>>>>>

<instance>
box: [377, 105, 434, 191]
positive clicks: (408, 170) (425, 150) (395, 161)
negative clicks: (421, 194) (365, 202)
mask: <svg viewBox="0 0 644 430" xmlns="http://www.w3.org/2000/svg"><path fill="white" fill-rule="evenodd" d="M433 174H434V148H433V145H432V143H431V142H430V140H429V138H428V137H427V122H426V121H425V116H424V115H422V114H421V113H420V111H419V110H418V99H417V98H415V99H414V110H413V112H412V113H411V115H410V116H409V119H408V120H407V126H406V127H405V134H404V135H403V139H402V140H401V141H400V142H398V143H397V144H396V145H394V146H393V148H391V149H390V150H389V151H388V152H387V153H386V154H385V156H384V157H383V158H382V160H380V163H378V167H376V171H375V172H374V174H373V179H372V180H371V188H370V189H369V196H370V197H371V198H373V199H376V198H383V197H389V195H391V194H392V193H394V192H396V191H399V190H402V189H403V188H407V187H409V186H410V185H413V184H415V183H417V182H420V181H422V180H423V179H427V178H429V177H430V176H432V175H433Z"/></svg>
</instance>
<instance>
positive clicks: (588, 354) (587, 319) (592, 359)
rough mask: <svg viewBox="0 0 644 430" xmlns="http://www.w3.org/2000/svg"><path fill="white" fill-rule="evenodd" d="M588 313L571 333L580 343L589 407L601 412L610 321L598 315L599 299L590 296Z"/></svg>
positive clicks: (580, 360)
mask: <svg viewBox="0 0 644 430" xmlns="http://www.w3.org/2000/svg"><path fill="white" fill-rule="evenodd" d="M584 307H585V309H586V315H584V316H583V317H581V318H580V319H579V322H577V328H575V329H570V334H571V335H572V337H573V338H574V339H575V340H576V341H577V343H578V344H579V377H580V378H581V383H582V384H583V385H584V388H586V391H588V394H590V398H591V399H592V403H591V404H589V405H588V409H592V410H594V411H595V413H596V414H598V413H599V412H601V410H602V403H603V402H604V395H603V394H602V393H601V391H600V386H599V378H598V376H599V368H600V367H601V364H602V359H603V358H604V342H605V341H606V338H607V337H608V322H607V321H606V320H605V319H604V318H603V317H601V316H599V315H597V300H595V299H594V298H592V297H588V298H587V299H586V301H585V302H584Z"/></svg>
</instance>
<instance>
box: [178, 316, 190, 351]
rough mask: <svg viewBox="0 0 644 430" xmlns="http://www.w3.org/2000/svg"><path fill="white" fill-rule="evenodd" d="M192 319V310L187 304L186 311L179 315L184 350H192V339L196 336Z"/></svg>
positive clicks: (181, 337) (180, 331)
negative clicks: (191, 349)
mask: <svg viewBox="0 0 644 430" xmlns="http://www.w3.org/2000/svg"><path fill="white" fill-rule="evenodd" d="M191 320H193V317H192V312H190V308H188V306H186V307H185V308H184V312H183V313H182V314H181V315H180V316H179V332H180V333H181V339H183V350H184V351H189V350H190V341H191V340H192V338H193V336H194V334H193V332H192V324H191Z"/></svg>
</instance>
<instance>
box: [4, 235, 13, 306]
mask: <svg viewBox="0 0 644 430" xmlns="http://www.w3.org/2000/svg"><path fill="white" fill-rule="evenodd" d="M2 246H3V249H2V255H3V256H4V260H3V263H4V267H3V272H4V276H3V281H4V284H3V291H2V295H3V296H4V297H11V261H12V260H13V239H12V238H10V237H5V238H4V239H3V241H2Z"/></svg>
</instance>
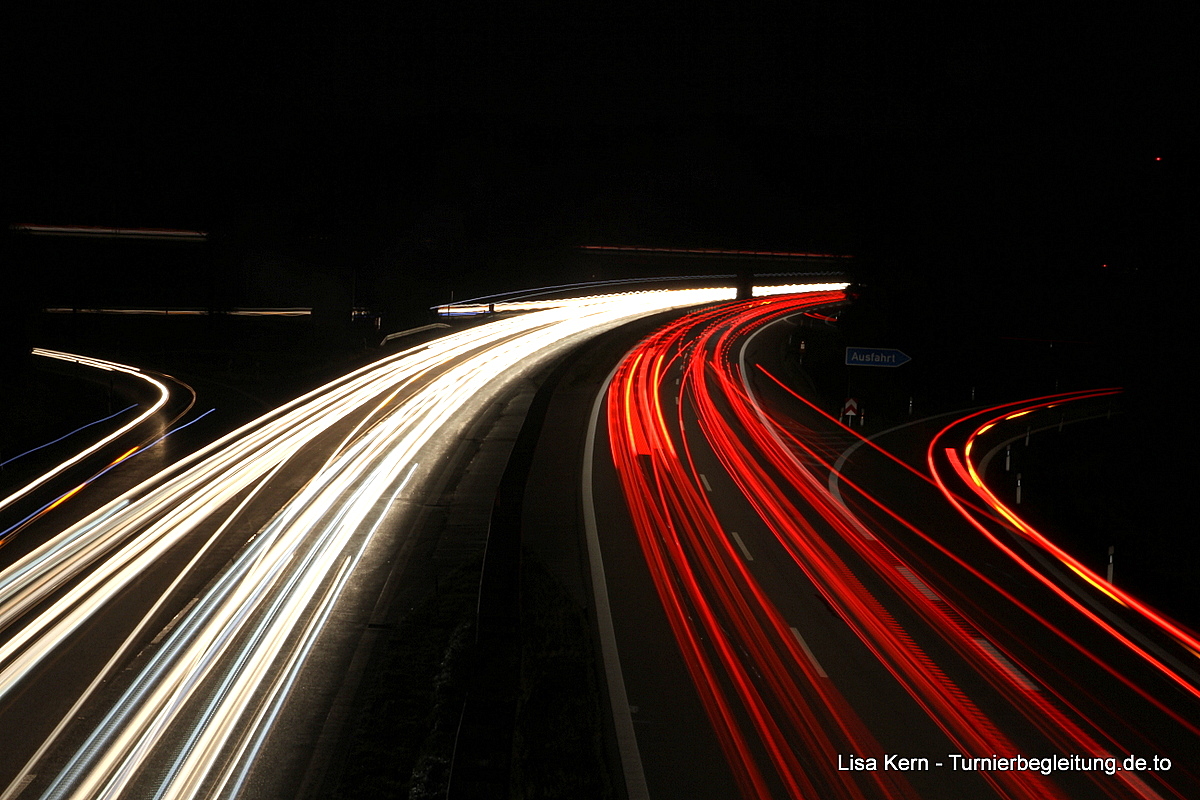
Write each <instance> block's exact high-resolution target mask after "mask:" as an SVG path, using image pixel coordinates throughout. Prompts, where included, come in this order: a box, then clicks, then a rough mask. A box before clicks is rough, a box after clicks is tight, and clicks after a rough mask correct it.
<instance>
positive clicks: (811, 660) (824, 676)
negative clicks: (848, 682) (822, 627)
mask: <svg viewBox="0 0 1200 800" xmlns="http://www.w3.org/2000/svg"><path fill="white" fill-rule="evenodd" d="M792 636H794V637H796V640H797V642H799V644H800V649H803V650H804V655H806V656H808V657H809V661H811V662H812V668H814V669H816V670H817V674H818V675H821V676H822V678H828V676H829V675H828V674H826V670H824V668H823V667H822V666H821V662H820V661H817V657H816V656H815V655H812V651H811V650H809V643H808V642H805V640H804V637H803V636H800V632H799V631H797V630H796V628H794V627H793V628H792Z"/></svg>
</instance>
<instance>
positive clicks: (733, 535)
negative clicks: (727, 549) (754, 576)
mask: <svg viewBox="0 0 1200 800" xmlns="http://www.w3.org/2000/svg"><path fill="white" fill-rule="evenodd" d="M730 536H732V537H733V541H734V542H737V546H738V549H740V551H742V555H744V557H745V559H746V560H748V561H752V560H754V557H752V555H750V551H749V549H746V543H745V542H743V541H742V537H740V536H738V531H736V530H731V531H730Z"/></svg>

<<<<<
>>>>>

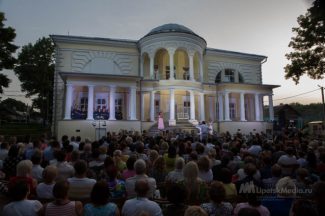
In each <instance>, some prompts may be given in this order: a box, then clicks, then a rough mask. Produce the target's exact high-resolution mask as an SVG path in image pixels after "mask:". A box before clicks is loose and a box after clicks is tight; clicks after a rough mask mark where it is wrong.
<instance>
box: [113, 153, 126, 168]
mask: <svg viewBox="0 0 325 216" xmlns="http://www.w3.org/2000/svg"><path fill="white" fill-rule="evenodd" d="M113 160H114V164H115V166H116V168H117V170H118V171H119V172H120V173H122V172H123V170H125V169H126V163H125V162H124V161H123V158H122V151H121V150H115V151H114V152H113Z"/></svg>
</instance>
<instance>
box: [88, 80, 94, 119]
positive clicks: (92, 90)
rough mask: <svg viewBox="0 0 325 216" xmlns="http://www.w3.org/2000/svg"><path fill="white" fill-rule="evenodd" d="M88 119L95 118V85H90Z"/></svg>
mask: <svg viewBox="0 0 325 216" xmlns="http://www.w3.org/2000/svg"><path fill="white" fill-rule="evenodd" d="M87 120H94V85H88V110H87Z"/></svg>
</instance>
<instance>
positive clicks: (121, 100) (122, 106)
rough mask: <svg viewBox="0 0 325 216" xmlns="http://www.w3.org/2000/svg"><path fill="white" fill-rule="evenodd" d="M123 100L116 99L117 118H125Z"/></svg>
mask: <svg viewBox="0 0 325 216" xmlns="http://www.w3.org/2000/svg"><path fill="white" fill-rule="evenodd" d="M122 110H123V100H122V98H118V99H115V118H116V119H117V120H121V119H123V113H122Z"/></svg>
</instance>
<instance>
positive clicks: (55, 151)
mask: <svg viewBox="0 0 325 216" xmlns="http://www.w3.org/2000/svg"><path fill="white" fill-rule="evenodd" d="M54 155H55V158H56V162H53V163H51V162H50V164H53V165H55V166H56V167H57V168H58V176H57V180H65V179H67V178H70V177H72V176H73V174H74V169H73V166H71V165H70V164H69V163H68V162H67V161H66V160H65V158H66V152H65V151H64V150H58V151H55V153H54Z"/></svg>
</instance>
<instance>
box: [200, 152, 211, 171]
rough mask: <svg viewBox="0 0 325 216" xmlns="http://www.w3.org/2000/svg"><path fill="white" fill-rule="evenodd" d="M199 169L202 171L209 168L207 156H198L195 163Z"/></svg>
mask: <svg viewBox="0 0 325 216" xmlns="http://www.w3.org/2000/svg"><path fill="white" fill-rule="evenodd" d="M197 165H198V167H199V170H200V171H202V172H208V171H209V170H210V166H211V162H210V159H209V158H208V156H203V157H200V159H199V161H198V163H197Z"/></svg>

<<<<<

Rewrite the lines beginning with the one that contains "In each <instance>, some" and running through the one that contains "box: [113, 153, 126, 168]", replacing "high-resolution" with "pixel-accurate" and leaving everything else unchanged.

In each <instance>, some prompts may be given in this order: a box, then clicks, then a rough mask. Produce the target's exact pixel-accurate mask as an SVG path in image pixels after "mask:". A box before clicks is loose and a box after clicks is tight; clicks after a rough mask mark where it is wrong.
<instance>
box: [113, 153, 126, 168]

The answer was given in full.